* _Exercise input_
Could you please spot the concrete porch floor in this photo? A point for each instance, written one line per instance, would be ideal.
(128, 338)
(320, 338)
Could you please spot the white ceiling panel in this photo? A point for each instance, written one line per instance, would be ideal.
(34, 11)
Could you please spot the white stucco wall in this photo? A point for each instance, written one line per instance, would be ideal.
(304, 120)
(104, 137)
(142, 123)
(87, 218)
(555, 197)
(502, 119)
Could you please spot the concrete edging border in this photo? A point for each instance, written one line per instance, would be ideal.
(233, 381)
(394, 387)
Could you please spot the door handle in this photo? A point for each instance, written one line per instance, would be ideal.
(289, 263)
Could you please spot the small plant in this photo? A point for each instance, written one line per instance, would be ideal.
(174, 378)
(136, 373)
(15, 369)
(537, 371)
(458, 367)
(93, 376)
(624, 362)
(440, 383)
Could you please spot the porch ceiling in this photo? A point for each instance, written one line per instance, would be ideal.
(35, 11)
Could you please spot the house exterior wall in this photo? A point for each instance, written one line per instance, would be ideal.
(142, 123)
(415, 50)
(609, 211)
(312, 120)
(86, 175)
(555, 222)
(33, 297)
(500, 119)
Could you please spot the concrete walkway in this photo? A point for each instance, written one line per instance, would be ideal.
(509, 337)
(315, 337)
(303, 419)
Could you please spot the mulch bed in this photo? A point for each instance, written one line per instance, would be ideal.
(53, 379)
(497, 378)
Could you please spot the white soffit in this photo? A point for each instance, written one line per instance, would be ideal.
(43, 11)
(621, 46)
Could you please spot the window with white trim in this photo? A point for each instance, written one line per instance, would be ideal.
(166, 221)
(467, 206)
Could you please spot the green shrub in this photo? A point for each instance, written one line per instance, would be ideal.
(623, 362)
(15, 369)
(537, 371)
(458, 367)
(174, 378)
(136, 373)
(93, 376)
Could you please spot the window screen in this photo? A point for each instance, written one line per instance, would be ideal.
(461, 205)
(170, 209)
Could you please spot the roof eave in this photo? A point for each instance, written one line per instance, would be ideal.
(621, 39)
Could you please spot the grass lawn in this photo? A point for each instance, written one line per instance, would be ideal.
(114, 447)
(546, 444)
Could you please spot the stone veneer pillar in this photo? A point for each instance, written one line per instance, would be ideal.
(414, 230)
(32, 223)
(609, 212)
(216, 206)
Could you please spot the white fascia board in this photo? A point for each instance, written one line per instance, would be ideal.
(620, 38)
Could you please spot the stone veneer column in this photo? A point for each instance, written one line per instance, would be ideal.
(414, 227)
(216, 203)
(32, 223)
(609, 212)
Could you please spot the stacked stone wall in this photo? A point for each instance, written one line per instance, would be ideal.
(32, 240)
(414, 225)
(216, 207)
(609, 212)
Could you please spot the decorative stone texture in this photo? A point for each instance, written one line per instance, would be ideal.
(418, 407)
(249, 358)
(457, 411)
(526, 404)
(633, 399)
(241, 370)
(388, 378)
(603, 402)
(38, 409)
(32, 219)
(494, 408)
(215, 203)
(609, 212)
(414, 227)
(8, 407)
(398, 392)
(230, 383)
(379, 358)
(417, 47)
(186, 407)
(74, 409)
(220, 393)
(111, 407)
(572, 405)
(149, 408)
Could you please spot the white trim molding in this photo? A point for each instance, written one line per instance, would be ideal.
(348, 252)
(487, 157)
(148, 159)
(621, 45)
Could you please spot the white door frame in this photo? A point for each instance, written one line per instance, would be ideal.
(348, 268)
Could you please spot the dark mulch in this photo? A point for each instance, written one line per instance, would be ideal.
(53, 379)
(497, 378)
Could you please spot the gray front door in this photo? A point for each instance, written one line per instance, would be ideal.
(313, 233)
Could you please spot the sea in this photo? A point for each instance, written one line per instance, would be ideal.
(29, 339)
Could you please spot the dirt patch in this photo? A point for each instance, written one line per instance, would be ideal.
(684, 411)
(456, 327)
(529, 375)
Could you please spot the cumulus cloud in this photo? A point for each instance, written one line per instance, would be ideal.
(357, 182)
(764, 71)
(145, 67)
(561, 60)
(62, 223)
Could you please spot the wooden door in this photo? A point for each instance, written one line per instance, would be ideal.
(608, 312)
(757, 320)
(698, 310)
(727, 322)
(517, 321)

==

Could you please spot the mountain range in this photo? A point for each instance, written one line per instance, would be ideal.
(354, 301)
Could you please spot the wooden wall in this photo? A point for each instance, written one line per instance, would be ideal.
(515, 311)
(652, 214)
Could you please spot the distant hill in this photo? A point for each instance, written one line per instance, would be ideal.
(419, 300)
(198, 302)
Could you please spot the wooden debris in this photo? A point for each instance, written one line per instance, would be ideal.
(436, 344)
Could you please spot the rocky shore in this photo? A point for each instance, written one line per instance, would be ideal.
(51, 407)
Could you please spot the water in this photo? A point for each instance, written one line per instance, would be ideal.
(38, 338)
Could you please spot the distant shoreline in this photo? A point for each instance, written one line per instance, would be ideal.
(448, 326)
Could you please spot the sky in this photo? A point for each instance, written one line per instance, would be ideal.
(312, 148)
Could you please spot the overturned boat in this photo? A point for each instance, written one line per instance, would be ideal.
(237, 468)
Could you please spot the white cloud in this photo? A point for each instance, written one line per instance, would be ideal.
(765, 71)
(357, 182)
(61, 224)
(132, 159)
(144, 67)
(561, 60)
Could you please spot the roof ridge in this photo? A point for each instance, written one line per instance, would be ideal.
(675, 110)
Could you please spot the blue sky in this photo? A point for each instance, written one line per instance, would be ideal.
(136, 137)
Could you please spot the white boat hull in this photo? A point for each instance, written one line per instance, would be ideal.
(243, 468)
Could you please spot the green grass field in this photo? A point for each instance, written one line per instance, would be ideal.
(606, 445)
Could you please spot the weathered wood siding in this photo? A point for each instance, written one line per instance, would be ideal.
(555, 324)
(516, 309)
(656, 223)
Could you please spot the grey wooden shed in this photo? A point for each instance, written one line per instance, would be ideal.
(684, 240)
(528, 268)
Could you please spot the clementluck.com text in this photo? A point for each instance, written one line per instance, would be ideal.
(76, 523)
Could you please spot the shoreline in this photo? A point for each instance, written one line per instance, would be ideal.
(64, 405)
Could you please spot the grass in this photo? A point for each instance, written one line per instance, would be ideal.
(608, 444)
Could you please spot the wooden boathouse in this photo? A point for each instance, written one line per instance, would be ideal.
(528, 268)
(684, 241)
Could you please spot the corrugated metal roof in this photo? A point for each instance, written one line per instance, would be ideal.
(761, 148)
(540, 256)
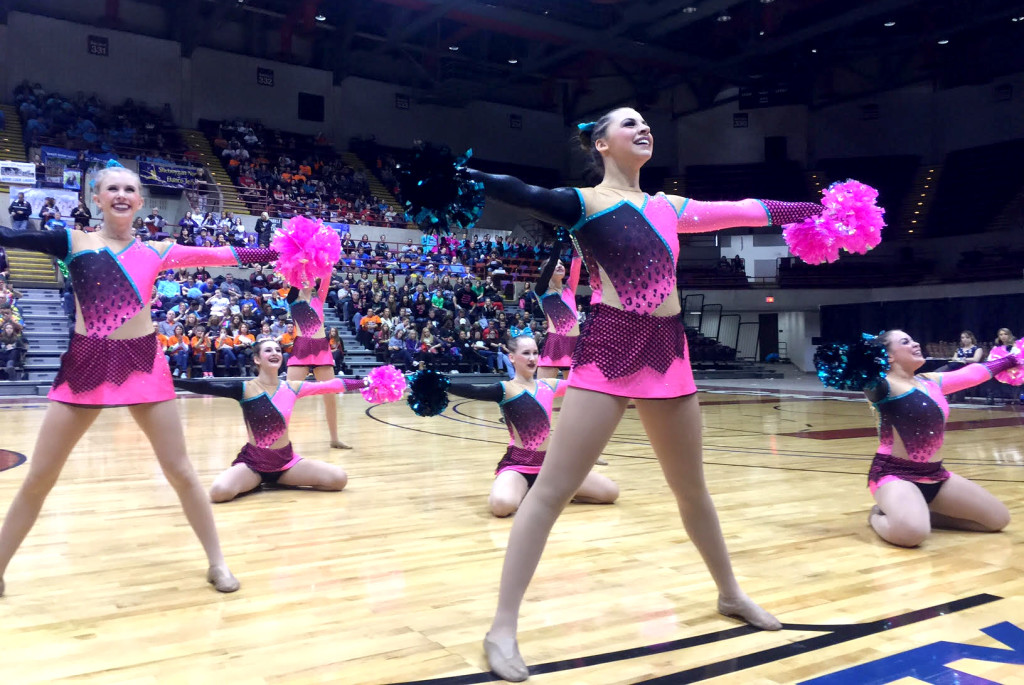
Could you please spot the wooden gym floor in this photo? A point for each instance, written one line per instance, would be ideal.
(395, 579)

* _Objective_
Please pull out every line of the items above that contains the word "roof", and copy each one unchanged.

* _Reply_
Could you please spot the roof eave in this photo? A point for each instance, written one line per instance, would be ideal.
Could you please spot the roof ridge in this photo? A point for each instance, written one line per instance, would be ideal.
Could you please spot the corrugated metal roof in this photo? A point for each instance, written one line per instance, would be ideal.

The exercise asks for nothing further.